Proposte – Quella del Friuli Venezia Giulia è un’iniziativa che dovrebbe essere presa ad esempio dalle altre Regioni. Dimostra infatti che se c’è volontà e iniziativa si può incidere in modo significativo sullo sviluppo della nautica anche a livello locale.
Dotazioni di bordo, razionalizzare!
Nonostante le premesse siano sempre di “semplificare la materia”, ogni volta che si mette mano alle norme nautiche si finisce sempre per aggiungere nuovi obblighi. Con la recente revisione del Regolamento di attuazione del Codice del Diporto, per esempio, la lista delle dotazioni di bordo di sicurezza si è di nuovo allungata. Le new entry sono: luce di attivazione automatica per i giubbotti di salvataggio, scandaglio a mano, tabella dei segnali visivi diurni e notturni, imbragatura di sicurezza con safety line ombelicale (per unità a vela). In più c’è la novità delle dotazioni di bordo “raccomandate”, che non si capisce bene cosa voglia dire.
Proposte – Fermare la crescita continua delle dotazioni di bordo, razionalizzando se è il caso quelle attuali (vedi “Kit Pronto Soccorso); evitare che quelle “raccomandate” diventino obbligatorie.
Kit Pronto Soccorso troppo costoso
Le barche italiane hanno tra le dotazioni di bordo obbligatorie una cassetta di pronto soccorso tra le più imponenti (e costose) del mondo. Una sorta di presidio medico navigante da fare invidia a un’ambulanza. Un kit composto da 23 voci con accessori improbabili come 5 “plussossimetri” (strumenti che servono a misurare la saturazione dell’emoglobina), ai quali si aggiungono un fonendoscopio, uno sfigmomanometro e persino una maschera di rianimazione (Ambu), che a detta di molti medici dovrebbe essere usata solo da persone specificamente addestrate. Il tutto obbligatorio a partire da una navigazione di oltre 12 miglia dalla costa. Questo kit di pronto soccorso nautico è uno degli esempi più eclatanti di una burocrazia opprimente.
Proposte – Adeguare la cassetta di pronto soccorso alle reali esigenze (e capacità) del diportista. Si guardi a un qualsiasi kit in uso all’estero e ci si regoli di conseguenza.
Natanti all’estero
Il problema della navigazione dei natanti italiani all’estero sta nel fatto che è richiesto, in genere, un documento che certifichi la nazionalità della barca e su questo aspetto si sono irrigidite in particolare nazioni a noi confinanti come Slovenia, Croazia e Grecia.
Il “nostro” natante, non essendo un’unità obbligatoriamente immatricolata, non ha però questa documentazione. Con una modifica al Codice del Diporto si è pensato di risolvere la questione introducendo un nuovo documento, l’“Attestazione per natanti da diporto italiani”, che però non sembra avere risolto il problema. Finora non è stato infatti riconosciuto valido dalle nazioni in questione.

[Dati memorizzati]

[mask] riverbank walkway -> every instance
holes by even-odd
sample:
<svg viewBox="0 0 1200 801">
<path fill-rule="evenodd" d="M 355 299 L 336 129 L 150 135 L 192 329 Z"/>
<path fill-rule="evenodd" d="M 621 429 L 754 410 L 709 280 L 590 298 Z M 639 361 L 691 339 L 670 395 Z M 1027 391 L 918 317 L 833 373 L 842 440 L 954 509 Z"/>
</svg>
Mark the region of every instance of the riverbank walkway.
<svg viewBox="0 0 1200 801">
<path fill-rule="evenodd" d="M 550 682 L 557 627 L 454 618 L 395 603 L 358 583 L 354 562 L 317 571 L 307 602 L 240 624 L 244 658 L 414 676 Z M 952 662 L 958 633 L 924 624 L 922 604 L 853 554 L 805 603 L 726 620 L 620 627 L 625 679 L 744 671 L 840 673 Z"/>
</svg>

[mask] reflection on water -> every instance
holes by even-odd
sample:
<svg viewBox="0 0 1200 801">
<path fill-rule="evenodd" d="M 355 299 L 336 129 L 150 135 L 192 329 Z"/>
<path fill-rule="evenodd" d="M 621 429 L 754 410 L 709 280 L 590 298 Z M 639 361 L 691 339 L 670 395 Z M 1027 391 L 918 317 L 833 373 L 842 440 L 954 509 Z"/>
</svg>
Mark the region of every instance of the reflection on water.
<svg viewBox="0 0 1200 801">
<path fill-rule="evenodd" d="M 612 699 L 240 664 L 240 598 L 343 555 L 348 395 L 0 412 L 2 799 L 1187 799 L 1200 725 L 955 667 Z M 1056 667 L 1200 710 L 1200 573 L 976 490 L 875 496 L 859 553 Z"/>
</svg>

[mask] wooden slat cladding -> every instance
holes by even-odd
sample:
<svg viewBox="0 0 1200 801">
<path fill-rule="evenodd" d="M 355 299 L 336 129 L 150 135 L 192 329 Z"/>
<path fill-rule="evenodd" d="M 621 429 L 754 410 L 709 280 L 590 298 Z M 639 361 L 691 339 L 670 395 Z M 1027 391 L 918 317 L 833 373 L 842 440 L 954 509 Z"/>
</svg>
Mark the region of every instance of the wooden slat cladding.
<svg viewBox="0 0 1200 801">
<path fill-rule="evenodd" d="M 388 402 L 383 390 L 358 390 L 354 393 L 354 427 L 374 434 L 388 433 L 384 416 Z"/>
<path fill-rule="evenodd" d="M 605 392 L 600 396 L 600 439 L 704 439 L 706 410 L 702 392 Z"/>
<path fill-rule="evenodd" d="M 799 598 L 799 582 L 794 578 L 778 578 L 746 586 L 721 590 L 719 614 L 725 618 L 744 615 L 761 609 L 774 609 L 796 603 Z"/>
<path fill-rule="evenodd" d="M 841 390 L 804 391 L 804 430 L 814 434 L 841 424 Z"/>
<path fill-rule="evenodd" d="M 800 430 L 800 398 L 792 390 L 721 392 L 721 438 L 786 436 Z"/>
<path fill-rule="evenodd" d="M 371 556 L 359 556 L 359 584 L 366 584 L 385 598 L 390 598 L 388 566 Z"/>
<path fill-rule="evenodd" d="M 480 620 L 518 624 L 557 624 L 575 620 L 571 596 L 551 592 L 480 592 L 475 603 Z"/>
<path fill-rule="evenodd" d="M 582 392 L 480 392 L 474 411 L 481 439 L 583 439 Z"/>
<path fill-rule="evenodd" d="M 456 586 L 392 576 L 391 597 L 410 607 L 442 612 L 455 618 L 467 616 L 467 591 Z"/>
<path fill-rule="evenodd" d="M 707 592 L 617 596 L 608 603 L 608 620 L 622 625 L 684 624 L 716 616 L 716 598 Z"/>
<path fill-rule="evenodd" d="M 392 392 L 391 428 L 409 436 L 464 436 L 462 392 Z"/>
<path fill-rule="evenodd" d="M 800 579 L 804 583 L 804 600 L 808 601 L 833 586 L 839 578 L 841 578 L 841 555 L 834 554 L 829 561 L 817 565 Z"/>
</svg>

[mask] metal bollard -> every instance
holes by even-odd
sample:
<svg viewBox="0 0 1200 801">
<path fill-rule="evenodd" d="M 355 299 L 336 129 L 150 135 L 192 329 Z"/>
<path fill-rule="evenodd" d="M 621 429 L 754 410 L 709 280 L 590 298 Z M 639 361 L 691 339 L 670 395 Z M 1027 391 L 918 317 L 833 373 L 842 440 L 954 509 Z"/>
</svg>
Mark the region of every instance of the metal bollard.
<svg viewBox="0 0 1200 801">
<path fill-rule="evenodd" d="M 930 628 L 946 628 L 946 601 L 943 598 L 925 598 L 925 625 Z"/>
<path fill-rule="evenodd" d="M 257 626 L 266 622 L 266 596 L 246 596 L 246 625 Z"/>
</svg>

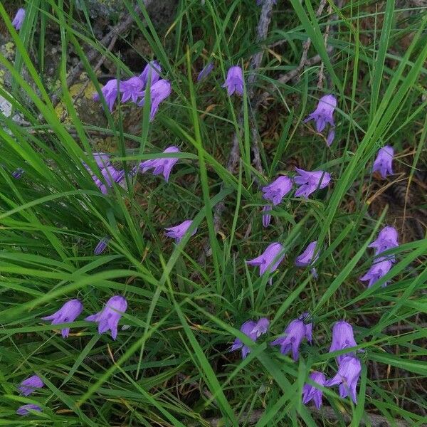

## [APPLICA QUANTO LETTO]
1. Secondo l'estratto della pagina, da quale distanza dalla costa il kit di pronto soccorso diventa obbligatorio?
2. Spiega, in base all'estratto della pagina, perché i natanti italiani incontrano difficoltà quando navigano all'estero.

## [RISPOSTE ALLE CONSEGNE]
1. Da una navigazione di oltre 12 miglia dalla costa.

2. All'estero in genere si richiede un documento che certifichi la nazionalità della barca, e su questo si sono irrigidite in particolare Slovenia, Croazia e Grecia. Il natante, non essendo un'unità obbligatoriamente immatricolata, non ha questa documentazione.